Requirements — Output all records precisely as written.

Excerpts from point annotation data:
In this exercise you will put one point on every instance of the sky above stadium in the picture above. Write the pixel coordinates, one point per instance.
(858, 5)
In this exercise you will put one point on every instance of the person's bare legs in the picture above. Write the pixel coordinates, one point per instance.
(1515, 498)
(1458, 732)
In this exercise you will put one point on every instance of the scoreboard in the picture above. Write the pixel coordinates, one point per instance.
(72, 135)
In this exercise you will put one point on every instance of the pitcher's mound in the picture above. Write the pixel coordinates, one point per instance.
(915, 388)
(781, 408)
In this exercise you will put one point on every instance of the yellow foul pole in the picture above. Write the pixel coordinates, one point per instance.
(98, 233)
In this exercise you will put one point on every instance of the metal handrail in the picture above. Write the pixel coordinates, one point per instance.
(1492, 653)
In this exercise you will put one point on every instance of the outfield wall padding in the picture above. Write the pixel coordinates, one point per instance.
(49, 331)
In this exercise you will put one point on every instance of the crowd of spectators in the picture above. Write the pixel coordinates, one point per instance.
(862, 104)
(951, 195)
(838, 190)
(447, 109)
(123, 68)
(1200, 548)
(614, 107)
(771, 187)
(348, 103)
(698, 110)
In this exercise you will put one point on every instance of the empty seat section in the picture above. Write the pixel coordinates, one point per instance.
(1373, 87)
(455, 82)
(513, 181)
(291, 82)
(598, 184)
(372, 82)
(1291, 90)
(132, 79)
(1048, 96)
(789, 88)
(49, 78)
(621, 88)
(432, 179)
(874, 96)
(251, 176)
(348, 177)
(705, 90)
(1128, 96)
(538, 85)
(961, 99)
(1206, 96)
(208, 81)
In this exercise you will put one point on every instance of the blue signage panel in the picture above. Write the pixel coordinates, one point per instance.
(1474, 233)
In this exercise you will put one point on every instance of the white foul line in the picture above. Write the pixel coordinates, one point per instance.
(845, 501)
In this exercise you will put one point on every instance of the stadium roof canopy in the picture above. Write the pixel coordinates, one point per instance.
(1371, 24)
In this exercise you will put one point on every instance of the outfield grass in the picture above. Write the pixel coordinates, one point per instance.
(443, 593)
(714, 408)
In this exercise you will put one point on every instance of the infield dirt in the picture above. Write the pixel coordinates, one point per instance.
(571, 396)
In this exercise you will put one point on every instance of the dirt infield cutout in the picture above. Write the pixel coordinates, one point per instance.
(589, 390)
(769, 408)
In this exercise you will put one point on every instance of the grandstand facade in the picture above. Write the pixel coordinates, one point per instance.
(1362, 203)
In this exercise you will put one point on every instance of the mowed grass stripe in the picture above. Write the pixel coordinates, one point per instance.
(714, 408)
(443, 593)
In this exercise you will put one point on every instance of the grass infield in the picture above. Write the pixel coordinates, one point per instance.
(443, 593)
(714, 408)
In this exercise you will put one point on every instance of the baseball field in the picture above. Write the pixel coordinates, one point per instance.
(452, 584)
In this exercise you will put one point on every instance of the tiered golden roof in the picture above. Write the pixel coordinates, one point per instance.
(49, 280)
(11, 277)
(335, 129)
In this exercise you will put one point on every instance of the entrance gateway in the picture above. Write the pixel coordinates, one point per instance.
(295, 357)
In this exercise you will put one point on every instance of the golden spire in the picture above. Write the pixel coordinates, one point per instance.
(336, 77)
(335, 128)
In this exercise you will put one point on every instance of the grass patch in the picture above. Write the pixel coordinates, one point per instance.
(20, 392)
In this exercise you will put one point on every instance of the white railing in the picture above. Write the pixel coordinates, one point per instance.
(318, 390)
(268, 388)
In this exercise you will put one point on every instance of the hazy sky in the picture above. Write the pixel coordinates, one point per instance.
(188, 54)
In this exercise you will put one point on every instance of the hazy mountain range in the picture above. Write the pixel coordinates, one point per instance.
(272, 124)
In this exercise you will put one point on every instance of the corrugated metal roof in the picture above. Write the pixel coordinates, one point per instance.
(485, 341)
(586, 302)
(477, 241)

Solution to this problem —
In this exercise you will put one point on every instance of the sky above stadium in the picture above. Write the pixel coordinates, one point per instance.
(858, 5)
In this exercise you will put one point on every instance of the person's bare legs in the picture above. Write the pixel coordinates, one point per instance.
(1515, 498)
(1458, 732)
In this exercise you will put one point on every instance of the scoreboard in the picture above. Write the pixel coordinates, one point per instance.
(72, 135)
In this exercise you will put one point on every instance of the pitcher's mound in the picture above. Write the pixel coordinates, one point per instance.
(915, 388)
(781, 408)
In this exercise you will put one point on every instance of the yellow foul pole in the picture above. Write the pixel coordinates, one point per instance.
(98, 233)
In this exercise you will put one point on every instance of the metal handrail in the picture above. Write the pixel coordinates, one point per instance.
(1492, 653)
In this exercise you will put one point on every instance of the outfield wall padding in the picture above. Write the pixel coordinates, one point per instance.
(49, 331)
In this exercise you will put one point on every instance of the crowd of spectators in the picture above. Write the pixel coordinates, one point per instance.
(862, 104)
(951, 195)
(838, 190)
(447, 109)
(123, 68)
(1200, 548)
(614, 107)
(771, 187)
(348, 103)
(698, 110)
In this exercise you will put one point on every instance of the empty seat section in the picture above. Write the pixel coordinates, one point per instance.
(1373, 87)
(455, 82)
(513, 181)
(291, 82)
(598, 184)
(372, 82)
(1291, 90)
(132, 79)
(1048, 96)
(789, 88)
(49, 78)
(621, 88)
(432, 179)
(874, 96)
(251, 176)
(348, 177)
(705, 90)
(1128, 96)
(538, 85)
(961, 99)
(1206, 96)
(208, 81)
In this exercise you will put one point on every instance of the blue signage panel in the picture above. Write the pixel coordinates, one point per instance.
(1474, 233)
In this exercise you will put one point on every instance of the white foul line in the picture above. Write the pixel coordinates, one point per instance.
(845, 501)
In this exercise you will put one point on every instance of the stadium roof canopy in the picture above. Write the pixel coordinates, one point per instance.
(1371, 24)
In this exercise you will put one point on every instance of the outfield grass in the picture above. Write the pixel coordinates, one point per instance.
(443, 593)
(714, 408)
In this exercise you will put one point on every instance of the infield dirt in the picture above. Write the pixel coordinates, one point per instance.
(571, 396)
In this exercise you will put one point on every instance of the dirt infield cutout in the picture above. Write the pixel coordinates, one point per instance.
(589, 390)
(769, 408)
In this exercise you will put one point on every instance of the grandstand facade in the picture above. Write the pixel coordinates, one point per instance.
(1362, 203)
In this exercise you will put one point on every instance of the mowed grass stripe in the picture above. Write the pixel coordinates, one point per instance.
(714, 408)
(443, 593)
In this exercise you will put one point on every instance of the grass infield in the picture above. Write the pixel coordinates, one point per instance.
(443, 593)
(714, 408)
In this exercise you will put one point on every instance of the baseball field in the picture above. Write the pixel coordinates, one point per instance.
(452, 584)
In this exercise you will put one point on every instance of the tiered golden roof in the picture above. Write the pixel coordinates, one point per instance.
(49, 280)
(11, 277)
(335, 129)
In this exercise you will put one point on every instance of the entrance gateway in the picture above. Write the pixel coordinates, one point per instance.
(295, 357)
In this exercise you will put one point on every instance of the golden spire in the picture above. Write the pixel coordinates, one point per instance.
(336, 77)
(335, 128)
In this exercise you will put one point on every instance of the grass patch in the picture above. Write the pixel coordinates, one point per instance.
(20, 392)
In this exercise you will put one point on every instance of the white railing in the picture above. Write the pixel coordinates, one point per instance.
(318, 390)
(268, 388)
In this exercise you will put one point on every instance of the hazy sky in the picture above. Write the pixel coordinates, one point per instance.
(188, 54)
In this exercise you will put one point on every instance of the hazy mountain range in the picture above. Write the pixel coordinates, one point per instance.
(272, 124)
In this exercise you will put one point on every instance of the corrugated metal roof in the picture above. Write the pixel coordinates, one point per instance.
(485, 341)
(586, 302)
(477, 241)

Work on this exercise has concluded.